Camping-Beiz für Gourmets
Den Oktopus möge er lieber auf dem Teller, lacht Gabriele Rotellini. Und dafür braucht der Elbaner gar nicht weit zu gehen: serviert wird der «Polpo» vom Grill mit geräucherter Burrata auf dem kleinen Campingplatz Valle Santa Maria, den er zusammen mit seinen Eltern und der Schwester führt. Auch in Form von Penne mit gelben Datteltomaten oder als Gericht mit Kartoffeln steht der Tintenfisch heute im Bistro Miramar auf der Karte. Die Abwehrhaltung unseres Oktopusfreundes vom Capo Stella war also gar nicht so unberechtigt: auf Elba wird viel und gerne gegessen, was aus dem Meer gezogen wird. So eben auch in dieser Camping-Beiz, die angesichts ihrer Menüauswahl – und der spektakulären Lage direkt am Sandstrand der Bucht von Lacona – so viel mehr ist als das.
Geheimtipp «La Finca»
Auf einer kleinen Anhöhe nur ein paar Fahrminuten vom Campingplatz Valle Santa Maria haben sich Mary und Luigi auf einem Stück Land an kleines Paradies erschaffen. Hier gackern die Hühner, schnattern die Gänse, und ab und zu rennt sogar ein Hase über die Wiese, während sich Luigi um das Feuer für das «Bistecca alla fiorentina» kümmert. Sohn Roberto reicht derweil die Getränke aus dem blauen, zur Bar umfunktionierten Wohnwagen und Mary serviert die liebevoll assortierte Apero-Häppchen. Vom gebackenen Salbeiblatt, Käse mit Honig (von den eigenen Bienen) über köstlichen Tintenfisch bis zum Erdbeer-Dessert – ein Essen unter freiem Sternenhimmel bei Mary und Luigi ist ein Traum. Was selbst angebaut werden kann, landet auf dem Teller. Oder im Glas, so wie der Limoncello zum Schluss. Fisch und Fleisch stammt von Lieferanten ihres Vertrauens. Maximal 20 Personen finden an der langen Freiluft-Tafel Platz. Reservation ist Pflicht – und zwar ganz analog, per Telefon (+39 340 862 22 86).
Pinsa und Geissenmilchgelato im «Dieci Lire»
Auch im Landesinnern wimmelt es auf Elba nur so von Restaurants, von einfach bis gediegen. Einen schmackhafen Mittelweg hat das Dieci Lire, Enoteca & PizzaLab gefunden – wortwörtlich, stehen die beiden schmucken Gebäude der Gaststätte doch auf gegenüberliegenden Strassenseiten im kleinen Ort La Pila. Im Mittelpunkt des Geschehens steht die Pinsa – Pizza neu interpretiert. Dem Hörensagen nach hat Gastgeber Lorenzo Baldetti damit die besten Pizzen der ganzen Insel geschaffen.
________________
*KURZE ÜBUNG 1:*
Erklären Sie in ein bis drei Sätzen, warum die Camping-Beiz auf dem Campingplatz Valle Santa Maria laut dem Textauszug so viel mehr ist als eine Camping-Beiz.
Der Textauszug und die Zeilen stammen aus unterschiedlichen Quellen.

*ERFASSTE DATEN:*
________________
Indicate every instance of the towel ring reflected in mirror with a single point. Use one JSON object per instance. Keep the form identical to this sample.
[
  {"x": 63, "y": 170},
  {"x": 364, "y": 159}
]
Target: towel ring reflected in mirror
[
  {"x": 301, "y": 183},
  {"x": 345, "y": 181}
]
________________
*KURZE ÜBUNG 2:*
Schreiben Sie sämtliche Zeilen, die auf den Textauszug folgen, Zeichen für Zeichen ab.

*SCHRIFTLICHE ANTWORT 1:*
Ausschlaggebend sind ihre Menüauswahl und ihre spektakuläre Lage direkt am Sandstrand der Bucht von Lacona. Deshalb ist sie so viel mehr als eine Camping-Beiz.

*SCHRIFTLICHE ANTWORT 2:*
Indicate every instance of the towel ring reflected in mirror with a single point. Use one JSON object per instance. Keep the form identical to this sample.
[
  {"x": 63, "y": 170},
  {"x": 364, "y": 159}
]
Target: towel ring reflected in mirror
[
  {"x": 301, "y": 183},
  {"x": 345, "y": 181}
]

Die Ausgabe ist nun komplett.